## Supplied material
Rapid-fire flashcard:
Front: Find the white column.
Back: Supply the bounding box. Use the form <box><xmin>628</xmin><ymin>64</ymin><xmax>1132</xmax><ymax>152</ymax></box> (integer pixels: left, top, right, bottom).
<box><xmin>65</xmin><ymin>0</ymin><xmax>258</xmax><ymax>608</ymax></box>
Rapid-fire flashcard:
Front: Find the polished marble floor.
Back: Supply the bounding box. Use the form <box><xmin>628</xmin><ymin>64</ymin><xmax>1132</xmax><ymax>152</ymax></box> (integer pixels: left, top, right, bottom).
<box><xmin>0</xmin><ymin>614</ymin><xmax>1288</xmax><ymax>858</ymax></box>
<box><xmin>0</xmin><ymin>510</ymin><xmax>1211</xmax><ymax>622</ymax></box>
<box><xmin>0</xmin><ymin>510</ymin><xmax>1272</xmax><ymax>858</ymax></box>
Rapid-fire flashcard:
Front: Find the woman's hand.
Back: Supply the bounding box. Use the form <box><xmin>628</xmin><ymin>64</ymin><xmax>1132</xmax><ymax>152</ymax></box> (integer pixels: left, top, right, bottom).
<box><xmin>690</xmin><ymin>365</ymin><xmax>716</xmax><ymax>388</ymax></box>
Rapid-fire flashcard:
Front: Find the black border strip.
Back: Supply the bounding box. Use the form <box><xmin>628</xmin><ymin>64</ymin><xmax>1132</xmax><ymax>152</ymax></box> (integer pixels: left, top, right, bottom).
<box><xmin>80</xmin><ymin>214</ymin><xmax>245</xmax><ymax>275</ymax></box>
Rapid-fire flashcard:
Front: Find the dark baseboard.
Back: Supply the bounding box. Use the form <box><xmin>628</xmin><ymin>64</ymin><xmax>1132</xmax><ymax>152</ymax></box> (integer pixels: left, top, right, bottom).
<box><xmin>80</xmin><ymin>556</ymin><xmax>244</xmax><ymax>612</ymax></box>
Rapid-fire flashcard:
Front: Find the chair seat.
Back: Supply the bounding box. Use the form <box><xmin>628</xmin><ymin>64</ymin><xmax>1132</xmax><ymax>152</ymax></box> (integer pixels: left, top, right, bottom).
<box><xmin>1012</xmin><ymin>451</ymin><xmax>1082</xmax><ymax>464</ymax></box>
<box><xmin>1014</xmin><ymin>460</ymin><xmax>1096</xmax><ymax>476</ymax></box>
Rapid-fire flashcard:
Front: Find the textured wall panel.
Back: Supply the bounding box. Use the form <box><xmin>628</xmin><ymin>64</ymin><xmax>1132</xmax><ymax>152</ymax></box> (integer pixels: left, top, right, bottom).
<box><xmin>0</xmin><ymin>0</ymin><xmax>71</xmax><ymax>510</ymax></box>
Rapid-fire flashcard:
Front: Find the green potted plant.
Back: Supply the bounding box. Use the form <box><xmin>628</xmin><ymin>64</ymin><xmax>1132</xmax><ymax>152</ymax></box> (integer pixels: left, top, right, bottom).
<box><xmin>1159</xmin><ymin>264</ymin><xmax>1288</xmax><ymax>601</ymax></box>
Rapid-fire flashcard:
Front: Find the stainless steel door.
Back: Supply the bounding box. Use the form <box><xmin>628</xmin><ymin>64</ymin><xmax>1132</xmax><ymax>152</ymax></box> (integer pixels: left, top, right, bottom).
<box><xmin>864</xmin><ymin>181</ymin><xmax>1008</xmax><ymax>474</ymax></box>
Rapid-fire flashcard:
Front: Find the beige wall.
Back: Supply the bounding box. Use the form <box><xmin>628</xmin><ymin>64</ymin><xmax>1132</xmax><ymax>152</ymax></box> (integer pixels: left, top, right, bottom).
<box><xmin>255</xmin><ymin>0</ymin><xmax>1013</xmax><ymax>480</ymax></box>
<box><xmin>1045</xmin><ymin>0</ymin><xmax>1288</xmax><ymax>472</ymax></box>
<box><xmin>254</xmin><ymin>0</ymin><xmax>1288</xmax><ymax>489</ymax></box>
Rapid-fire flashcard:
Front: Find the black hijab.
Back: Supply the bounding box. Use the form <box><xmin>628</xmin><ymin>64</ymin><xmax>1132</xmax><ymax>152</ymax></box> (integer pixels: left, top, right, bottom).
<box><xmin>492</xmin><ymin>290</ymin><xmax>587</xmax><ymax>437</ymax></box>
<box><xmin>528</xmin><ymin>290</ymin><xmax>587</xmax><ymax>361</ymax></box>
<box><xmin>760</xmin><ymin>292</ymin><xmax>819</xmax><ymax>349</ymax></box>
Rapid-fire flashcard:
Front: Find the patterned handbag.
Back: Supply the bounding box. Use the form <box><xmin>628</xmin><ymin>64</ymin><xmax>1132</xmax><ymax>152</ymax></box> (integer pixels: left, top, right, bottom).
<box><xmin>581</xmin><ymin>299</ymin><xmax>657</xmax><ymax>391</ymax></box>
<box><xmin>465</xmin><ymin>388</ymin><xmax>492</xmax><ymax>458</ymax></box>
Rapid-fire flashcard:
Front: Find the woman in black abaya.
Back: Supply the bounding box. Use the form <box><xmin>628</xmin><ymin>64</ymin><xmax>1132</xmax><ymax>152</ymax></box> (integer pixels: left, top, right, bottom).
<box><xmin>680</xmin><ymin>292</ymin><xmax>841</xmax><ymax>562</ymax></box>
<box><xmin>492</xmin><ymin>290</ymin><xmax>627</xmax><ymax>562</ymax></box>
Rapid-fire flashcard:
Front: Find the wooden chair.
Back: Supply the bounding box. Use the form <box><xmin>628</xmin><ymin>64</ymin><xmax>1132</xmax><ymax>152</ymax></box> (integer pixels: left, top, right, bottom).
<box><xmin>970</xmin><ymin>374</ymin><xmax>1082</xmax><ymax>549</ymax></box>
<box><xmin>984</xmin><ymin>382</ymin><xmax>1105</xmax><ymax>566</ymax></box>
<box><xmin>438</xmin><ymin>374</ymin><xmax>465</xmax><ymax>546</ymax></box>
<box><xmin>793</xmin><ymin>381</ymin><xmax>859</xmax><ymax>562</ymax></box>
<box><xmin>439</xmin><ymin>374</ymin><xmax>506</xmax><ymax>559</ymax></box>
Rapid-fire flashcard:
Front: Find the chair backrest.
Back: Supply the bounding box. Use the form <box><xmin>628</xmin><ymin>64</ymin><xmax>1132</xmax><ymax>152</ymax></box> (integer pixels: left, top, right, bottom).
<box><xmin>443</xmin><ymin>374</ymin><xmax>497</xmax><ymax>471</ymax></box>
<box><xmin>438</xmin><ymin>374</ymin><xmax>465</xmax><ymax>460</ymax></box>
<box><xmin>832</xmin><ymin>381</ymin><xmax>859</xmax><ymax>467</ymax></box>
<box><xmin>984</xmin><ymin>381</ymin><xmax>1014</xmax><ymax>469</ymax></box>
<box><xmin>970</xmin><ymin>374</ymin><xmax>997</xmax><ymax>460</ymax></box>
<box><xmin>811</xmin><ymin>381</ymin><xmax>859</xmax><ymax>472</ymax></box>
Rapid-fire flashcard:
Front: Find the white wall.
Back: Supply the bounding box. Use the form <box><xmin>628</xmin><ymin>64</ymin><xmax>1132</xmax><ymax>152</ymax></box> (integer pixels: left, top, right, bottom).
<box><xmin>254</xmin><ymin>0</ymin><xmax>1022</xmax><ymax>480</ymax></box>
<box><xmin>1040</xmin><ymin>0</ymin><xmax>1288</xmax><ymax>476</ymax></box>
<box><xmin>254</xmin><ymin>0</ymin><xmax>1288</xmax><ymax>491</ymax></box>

--

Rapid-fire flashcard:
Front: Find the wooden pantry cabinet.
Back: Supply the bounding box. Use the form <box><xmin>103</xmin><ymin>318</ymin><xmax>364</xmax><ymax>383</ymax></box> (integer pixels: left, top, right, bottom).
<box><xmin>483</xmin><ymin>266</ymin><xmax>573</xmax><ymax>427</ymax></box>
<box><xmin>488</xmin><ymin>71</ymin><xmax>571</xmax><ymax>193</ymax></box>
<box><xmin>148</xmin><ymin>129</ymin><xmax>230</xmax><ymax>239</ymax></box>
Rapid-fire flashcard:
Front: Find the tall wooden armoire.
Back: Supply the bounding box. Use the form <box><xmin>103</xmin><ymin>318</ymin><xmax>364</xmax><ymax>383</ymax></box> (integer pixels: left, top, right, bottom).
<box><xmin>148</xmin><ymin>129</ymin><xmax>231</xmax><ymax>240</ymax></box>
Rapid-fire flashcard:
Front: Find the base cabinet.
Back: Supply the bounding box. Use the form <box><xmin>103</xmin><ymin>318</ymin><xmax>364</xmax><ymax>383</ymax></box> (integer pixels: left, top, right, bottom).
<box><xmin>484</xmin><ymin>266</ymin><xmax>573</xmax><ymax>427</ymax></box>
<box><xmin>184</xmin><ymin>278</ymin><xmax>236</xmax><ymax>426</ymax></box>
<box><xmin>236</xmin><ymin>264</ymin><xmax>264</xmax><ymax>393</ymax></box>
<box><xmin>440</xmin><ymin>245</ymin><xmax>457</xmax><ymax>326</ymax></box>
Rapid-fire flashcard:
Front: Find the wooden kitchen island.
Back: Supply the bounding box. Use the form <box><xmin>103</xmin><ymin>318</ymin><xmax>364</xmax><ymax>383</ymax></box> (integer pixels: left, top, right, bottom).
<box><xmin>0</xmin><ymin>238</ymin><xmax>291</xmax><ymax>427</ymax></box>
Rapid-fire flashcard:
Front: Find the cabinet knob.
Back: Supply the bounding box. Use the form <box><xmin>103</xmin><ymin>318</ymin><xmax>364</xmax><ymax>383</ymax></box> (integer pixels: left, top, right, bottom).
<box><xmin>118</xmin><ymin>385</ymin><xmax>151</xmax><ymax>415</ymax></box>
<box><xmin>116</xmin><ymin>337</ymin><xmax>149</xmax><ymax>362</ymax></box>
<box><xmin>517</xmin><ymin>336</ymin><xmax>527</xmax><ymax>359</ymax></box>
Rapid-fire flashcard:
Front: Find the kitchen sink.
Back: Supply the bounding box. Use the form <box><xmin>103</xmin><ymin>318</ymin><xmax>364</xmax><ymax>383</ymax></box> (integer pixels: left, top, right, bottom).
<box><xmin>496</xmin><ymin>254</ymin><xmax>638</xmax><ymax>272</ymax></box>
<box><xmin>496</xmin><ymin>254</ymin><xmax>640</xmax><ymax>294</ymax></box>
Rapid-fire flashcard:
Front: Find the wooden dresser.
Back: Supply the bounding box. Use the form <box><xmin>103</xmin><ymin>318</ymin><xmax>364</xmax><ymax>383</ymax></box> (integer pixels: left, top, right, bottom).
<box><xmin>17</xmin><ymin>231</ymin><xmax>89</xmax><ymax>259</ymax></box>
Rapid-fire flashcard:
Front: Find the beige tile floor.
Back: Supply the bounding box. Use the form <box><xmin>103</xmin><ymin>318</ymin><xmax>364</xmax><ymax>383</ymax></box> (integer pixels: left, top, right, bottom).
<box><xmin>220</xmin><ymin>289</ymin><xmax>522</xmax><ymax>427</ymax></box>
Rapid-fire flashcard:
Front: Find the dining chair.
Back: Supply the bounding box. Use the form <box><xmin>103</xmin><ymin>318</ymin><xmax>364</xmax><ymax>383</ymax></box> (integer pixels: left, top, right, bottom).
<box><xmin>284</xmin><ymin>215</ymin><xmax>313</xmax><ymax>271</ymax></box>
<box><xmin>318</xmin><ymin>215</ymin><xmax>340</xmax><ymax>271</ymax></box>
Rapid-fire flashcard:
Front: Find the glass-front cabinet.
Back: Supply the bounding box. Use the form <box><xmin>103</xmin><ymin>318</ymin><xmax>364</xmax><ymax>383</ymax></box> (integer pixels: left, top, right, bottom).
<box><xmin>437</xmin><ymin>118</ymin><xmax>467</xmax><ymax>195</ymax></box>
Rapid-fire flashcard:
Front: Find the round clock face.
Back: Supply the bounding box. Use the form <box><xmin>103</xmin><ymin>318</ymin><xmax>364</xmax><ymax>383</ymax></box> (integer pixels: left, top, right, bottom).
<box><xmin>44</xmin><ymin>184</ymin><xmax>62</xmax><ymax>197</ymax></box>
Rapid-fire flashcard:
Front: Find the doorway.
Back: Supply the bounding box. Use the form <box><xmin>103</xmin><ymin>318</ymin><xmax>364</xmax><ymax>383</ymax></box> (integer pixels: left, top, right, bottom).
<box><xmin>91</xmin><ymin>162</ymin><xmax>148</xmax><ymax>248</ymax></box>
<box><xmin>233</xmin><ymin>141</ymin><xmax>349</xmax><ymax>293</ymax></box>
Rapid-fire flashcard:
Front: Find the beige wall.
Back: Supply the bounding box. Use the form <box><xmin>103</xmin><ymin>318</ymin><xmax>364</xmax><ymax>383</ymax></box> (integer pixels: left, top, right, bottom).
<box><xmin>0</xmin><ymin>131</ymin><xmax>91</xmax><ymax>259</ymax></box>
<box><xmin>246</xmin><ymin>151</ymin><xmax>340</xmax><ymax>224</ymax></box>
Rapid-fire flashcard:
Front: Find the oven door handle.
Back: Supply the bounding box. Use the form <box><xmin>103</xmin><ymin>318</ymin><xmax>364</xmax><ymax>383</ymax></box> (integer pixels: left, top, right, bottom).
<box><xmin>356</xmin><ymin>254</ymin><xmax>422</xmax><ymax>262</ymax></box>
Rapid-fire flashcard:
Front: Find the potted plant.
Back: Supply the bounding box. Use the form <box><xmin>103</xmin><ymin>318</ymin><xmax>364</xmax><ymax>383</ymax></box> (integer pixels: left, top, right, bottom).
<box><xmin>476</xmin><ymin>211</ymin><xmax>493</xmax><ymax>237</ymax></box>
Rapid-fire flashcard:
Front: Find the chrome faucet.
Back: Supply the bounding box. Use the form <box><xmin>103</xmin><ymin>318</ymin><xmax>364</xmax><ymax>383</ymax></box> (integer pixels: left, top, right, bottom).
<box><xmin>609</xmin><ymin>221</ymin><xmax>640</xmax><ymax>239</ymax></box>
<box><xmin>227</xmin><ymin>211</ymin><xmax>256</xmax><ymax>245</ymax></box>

==

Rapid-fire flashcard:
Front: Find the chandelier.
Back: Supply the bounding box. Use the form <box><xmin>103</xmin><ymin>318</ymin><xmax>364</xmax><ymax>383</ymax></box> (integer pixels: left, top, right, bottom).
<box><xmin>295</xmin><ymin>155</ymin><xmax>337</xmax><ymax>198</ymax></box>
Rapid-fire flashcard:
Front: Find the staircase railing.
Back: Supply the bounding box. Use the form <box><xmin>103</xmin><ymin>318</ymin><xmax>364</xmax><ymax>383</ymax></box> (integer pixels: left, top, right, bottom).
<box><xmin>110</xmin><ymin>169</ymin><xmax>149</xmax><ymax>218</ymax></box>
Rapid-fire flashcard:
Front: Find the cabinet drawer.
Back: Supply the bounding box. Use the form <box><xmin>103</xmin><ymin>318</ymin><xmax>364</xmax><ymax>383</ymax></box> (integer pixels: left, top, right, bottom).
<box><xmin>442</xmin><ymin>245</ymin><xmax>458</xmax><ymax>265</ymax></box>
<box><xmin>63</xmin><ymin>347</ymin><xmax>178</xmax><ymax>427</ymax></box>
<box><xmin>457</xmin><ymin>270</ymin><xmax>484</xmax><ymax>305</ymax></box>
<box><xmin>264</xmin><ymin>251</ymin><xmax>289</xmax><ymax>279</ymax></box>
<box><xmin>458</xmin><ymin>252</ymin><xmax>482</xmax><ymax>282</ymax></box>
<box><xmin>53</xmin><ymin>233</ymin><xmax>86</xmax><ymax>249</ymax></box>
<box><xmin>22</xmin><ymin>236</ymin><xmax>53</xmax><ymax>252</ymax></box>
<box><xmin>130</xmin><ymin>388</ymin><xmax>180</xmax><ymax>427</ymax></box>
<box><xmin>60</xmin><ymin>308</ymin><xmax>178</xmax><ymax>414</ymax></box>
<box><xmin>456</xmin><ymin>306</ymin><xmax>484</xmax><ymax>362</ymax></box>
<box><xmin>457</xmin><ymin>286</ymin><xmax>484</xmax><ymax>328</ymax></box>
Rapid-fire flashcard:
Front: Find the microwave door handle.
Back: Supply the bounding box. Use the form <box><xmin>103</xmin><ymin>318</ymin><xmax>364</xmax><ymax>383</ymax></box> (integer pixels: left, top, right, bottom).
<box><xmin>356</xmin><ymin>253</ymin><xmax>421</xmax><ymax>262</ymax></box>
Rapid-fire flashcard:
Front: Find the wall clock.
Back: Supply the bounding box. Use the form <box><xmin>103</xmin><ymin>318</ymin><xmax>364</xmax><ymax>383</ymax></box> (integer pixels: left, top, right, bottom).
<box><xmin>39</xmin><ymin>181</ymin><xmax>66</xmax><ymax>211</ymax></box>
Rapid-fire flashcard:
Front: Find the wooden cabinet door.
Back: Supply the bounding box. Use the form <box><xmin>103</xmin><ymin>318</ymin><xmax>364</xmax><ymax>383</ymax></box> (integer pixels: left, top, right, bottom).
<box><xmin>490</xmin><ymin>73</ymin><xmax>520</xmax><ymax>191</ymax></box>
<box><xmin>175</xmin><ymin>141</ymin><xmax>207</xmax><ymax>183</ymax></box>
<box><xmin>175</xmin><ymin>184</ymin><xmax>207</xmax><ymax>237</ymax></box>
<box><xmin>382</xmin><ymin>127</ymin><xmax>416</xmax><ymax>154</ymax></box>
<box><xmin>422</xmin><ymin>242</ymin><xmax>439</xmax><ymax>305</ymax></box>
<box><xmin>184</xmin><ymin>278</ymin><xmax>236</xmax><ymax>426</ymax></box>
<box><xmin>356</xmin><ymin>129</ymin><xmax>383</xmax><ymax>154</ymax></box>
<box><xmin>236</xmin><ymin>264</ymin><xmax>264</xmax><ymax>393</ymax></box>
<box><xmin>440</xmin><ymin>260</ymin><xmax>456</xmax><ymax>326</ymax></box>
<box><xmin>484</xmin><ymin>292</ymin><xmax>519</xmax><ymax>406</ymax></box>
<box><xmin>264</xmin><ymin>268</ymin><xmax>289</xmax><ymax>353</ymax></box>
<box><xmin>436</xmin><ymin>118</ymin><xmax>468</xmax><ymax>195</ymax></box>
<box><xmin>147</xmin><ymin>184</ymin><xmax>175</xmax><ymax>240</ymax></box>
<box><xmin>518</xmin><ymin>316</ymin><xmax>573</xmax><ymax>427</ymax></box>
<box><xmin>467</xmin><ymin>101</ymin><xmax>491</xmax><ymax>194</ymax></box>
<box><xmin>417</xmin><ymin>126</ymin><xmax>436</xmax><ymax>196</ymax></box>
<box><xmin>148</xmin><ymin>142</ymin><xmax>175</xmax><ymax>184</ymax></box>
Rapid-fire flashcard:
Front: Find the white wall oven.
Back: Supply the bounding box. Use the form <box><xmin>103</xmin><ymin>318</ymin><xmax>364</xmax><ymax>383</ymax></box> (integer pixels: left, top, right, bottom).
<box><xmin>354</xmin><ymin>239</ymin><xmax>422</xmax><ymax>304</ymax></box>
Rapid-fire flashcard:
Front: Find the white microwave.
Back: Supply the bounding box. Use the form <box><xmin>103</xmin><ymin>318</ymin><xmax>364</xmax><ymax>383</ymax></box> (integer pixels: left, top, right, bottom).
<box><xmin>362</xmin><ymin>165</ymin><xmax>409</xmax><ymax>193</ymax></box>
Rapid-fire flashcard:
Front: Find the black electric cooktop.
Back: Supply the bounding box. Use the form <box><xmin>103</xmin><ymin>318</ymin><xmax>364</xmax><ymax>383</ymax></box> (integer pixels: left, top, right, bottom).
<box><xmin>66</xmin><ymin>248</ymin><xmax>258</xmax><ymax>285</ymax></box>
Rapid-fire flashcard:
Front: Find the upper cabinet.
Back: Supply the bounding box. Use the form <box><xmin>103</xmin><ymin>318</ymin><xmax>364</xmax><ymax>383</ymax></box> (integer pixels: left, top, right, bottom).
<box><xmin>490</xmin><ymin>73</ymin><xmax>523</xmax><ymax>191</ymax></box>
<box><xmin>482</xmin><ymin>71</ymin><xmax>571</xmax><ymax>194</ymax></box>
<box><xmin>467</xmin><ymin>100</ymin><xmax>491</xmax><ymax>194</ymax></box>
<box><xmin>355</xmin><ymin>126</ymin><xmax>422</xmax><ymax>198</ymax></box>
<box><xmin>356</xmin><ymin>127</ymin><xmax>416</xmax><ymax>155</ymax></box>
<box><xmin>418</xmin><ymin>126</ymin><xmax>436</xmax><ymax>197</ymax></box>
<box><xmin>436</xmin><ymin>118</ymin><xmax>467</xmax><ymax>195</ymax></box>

## What the exercise asks
Extract each line of the entries above in which the word "microwave" occurs. Treat uppercase and lowercase letters as distinct.

## Solution to this problem
Front: Find the microwave door handle.
Front: Find the white microwave.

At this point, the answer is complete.